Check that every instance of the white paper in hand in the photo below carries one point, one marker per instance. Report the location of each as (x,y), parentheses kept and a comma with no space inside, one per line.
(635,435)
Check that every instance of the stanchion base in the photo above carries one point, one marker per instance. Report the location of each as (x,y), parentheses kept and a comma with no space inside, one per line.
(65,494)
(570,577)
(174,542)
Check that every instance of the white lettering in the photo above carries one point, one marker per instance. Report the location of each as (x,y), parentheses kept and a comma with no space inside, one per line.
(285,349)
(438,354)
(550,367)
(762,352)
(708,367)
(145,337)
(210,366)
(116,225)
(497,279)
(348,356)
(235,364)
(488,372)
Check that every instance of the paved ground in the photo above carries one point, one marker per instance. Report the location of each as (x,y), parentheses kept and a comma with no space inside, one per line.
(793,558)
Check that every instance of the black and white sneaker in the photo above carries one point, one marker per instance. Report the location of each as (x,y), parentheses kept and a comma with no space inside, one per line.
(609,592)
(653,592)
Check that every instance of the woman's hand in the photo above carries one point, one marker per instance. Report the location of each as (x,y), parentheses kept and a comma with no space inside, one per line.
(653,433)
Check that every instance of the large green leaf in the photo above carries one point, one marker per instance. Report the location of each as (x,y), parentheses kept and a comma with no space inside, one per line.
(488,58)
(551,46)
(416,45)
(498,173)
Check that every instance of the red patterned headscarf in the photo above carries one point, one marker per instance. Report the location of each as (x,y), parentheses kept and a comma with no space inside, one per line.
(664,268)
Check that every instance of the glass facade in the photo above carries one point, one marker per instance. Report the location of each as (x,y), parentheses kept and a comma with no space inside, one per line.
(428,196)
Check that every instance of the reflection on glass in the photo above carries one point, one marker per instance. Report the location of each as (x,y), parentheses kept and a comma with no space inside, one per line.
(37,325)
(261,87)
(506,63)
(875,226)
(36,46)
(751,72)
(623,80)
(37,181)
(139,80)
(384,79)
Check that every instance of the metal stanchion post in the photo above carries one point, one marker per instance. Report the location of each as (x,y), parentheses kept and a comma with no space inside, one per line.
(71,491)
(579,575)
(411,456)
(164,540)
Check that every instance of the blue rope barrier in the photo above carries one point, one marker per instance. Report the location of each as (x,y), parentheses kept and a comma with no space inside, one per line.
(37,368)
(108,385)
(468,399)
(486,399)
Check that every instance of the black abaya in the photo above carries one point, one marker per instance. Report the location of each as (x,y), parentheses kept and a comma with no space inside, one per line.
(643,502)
------------------------------------------------------------------------
Reproduce every item above, substituting "occurrence" for each occurrence of "instance" and leaving all other text unchanged.

▶ _Solution below_:
Check that every occurrence of the white paper in hand in the photo below carries one point, one marker per occurrence. Report the location of each as (x,y), parentheses kept and a comma with no space inside, one per line.
(635,435)
Check that every occurrence of the stanchion base in the photo above carries one point, one marker per occurrence. Report the location of each as (x,y), parentheses kept and a comma with no space inside, one per line.
(65,494)
(570,577)
(174,542)
Check that every occurrence of the white lettering in the photo above carries one point, one marker per occurrence. Report the location of each as (x,y), parentheses kept and a comma with no space inside, one per line.
(285,349)
(438,354)
(550,367)
(762,352)
(708,367)
(145,337)
(210,366)
(116,225)
(497,279)
(348,356)
(235,364)
(488,372)
Check that every occurrence of the paved ground in the photo above carries one point, one marker per occurrence. Report the location of each as (x,y), parentheses kept and a comma with no space inside, one per line.
(793,558)
Check that every occurrence of the black and white sneaker in the photo above carries one point, one marker per occurrence. Report the location of each as (x,y), parentheses kept and a comma with no space inside, one per line.
(609,592)
(653,592)
Check that every occurrence of the woman's hand in the photo above carries one point, one marker per occurrence. Report the location of each as (x,y), parentheses kept and a comma with no space inside, one per line.
(653,433)
Check that every occurrence of the large green leaf in the photo above carries one point, one marker per occurrence. Report the location of each as (x,y), parentheses kept and a comma with no space inside, one per line.
(488,58)
(551,46)
(416,45)
(498,173)
Check that every occurrence of the red patterned headscarf in the photo above carries one point, one marker per occurrence. Report the location of each as (x,y), parentheses kept and a comma with no space inside, one per line.
(664,268)
Check that every occurrence of the glass facade in the photo above carries one point, one marker per occurrence. Report the location of each as (x,y), parentheses kept and a comma with no space inside, one per line.
(428,196)
Check that every occurrence of the reflection on glass in the photo above carries one point, one marker per occurrence. Report the location of each as (x,y), parentheses kept and a comma with no space inside, one per line.
(37,325)
(261,87)
(506,63)
(875,226)
(36,46)
(751,72)
(623,80)
(37,181)
(139,80)
(384,79)
Check that every occurrence of the metal stanchion post in the photo above carries one point, one marker per occurrence. Report the location of each as (x,y), parentheses kept and a comma with no space inside, one per line.
(71,491)
(579,575)
(411,456)
(164,540)
Check that every occurrence of the blue rope barrier in the photo above carries one point, one marker per occurrence. Report the location of each as (x,y), parentheses kept and a comma with no space inside, one per line.
(37,368)
(108,385)
(468,399)
(486,399)
Check that every occurrence of the black abaya in the photo above carries one point, one marker per occurrence. Report the location of each as (x,y), parentheses kept and a comma with no space inside, one per line.
(643,502)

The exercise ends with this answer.